## PROBLEM STATEMENT
Write what comes next in the post about environmentalists and North Korea's carbon credit projects, starting right after its final sentence.

## DOCUMENT SEGMENT
···

3 years, 10 months ago
Right now, the U.S. is saddled with more hydrocarbon riches than we know what to do with. Well, that’s not quite accurate. Many of us know exactly what to do with them: produce mind-boggling wealth and energy independence and national security for the rest of the 21st Century at least.
But since the mid-1970’s or so, the Environmental Extremists, or “Greenies” among us, have been thwarting every effort by normal Americans to develop and use our abundant, natural resources. They long for a pure and Green planet that will turn away from nasty, dirty, global-warming-causing hydrocarbon fuels.
What do we do with these mindless utopians and their lackeys in Congress and the White House?
The answer is at hand in this article in Bloomberg Businessweek:
Talk about North Korea usually centers around how the regime starves its people, whether it has the bomb, and if Kim Jong Un is really in charge. The UN’s Kyoto Protocol doesn’t make the list.
Yet under the terms of the protocol, North Korea, as a developing country and a member of the United Nations, has the right to build clean energy projects that may apply for Certified Emission Reductions, or CERs, popularly known as carbon credits. The North Koreans can then sell them to a rich country or company that needs the credits to offset its own greenhouse gases. Dig into data from the UN’s Framework Convention on Climate Change, and you will find seven North Korean projects registered for carbon trading.

···

## INFORMATION SHOWN

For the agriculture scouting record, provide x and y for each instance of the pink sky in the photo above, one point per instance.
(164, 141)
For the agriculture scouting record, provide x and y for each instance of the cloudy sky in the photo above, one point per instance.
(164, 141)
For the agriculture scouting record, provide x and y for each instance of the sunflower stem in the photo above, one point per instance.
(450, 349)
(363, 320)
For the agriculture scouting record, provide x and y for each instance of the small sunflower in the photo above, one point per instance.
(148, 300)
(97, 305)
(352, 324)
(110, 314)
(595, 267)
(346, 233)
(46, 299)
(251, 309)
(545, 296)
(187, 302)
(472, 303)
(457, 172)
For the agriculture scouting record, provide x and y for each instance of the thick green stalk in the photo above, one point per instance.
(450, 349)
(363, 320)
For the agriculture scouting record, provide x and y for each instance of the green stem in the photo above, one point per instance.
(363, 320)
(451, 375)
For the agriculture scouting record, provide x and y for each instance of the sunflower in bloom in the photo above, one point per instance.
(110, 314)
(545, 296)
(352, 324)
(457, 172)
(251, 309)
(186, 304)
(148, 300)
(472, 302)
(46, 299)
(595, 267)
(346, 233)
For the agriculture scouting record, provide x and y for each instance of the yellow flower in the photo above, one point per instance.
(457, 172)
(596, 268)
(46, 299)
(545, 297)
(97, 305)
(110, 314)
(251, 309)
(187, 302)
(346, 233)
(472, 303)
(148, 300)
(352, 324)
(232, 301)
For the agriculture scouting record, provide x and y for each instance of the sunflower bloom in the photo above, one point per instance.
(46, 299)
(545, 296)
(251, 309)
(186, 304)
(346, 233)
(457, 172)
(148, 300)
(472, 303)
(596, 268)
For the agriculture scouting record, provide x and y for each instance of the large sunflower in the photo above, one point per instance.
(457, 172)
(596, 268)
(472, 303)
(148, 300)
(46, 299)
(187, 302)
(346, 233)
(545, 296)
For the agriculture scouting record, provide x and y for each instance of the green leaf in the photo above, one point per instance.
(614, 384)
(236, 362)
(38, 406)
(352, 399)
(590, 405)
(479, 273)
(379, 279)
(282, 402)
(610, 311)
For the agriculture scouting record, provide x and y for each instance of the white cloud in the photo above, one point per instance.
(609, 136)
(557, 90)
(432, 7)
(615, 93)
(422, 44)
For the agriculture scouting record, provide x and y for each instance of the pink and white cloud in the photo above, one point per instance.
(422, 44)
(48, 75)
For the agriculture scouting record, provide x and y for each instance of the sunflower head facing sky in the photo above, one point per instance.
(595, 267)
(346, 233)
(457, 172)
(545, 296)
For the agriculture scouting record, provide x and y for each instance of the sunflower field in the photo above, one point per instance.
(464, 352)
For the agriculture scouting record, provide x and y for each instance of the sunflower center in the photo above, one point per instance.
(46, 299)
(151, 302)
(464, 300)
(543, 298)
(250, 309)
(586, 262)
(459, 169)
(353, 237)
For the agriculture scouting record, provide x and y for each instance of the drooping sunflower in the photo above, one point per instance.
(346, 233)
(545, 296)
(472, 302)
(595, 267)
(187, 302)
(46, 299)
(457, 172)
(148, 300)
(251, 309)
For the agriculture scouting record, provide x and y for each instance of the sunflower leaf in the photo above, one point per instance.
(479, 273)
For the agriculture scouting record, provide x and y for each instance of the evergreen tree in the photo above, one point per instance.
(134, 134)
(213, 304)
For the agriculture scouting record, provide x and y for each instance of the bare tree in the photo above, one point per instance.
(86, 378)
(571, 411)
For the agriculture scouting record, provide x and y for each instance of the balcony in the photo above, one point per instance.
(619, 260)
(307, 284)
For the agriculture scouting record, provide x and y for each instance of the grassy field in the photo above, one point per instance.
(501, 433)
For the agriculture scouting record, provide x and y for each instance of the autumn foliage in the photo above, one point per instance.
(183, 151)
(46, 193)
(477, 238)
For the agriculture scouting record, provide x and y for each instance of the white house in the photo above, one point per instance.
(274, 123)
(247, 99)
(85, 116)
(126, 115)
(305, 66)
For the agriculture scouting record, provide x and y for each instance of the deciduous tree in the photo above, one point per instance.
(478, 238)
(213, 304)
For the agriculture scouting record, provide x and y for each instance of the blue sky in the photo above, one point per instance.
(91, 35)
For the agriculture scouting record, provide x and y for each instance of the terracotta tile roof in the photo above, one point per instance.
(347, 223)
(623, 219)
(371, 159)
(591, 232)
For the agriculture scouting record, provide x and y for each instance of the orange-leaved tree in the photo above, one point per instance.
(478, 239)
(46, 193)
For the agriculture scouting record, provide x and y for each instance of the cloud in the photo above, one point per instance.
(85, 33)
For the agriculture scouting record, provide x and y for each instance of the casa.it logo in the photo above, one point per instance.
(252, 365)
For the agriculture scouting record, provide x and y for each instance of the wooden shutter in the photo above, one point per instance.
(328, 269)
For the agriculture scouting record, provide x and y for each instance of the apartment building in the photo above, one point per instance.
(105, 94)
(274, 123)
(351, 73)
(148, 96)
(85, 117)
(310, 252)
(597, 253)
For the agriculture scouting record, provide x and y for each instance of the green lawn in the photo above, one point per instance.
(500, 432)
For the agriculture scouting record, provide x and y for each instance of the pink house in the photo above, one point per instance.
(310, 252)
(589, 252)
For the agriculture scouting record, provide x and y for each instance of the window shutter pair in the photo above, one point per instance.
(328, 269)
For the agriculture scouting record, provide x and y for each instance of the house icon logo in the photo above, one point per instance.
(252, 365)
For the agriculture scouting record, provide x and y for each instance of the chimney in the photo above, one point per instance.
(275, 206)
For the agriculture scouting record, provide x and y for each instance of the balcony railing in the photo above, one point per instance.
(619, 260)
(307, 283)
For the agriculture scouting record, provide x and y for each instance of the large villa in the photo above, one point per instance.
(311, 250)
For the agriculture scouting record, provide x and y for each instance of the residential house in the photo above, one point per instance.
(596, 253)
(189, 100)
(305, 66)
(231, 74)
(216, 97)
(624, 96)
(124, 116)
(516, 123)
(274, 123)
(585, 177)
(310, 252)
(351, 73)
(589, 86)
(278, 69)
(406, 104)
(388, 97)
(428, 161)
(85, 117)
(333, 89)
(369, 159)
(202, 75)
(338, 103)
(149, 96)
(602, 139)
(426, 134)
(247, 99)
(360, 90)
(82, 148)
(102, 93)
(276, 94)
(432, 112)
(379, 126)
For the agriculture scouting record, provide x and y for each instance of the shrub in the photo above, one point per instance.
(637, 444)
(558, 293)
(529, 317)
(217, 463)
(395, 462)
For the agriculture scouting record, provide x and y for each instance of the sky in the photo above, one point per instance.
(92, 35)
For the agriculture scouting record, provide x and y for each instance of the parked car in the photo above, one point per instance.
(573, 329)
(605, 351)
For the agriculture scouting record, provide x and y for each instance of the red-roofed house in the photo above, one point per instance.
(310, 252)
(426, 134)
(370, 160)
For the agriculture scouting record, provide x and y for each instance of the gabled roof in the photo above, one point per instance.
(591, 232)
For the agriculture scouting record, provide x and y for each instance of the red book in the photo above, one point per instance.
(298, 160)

···

## FINAL ANSWER
North Korea is now building seven hydroelecrtric plants, which provide some of the cleanest energy going. Most can earn tradable carbon credits. [Miroslav Blazek, who runs a company that facilitates such carbon trading] says the North Koreans “jumped” at the opportunity to get into carbon trading: “They immediately grasped that this is a way to make money.” Korea’s seven dams may generate as many as 241,000 CERs a year, worth almost €1 million ($1.3 million). “The projects are already in a relatively advanced phase,” says Ondrej Bores, director of carbon advisory services at Virtuse Energy in Prague, who’s worked with Blazek on other deals.
When he visited some of the hydro dam sites, Blazek saw workers digging with their bare hands. “Human labor has practically no price there,” he says. Maybe peaceful trade in carbon credits will make the regime a little less monstrous.
The bottom line: Although its initial foray into carbon trading may fetch only €1 million, North Korea has ambitions to be a player in the market.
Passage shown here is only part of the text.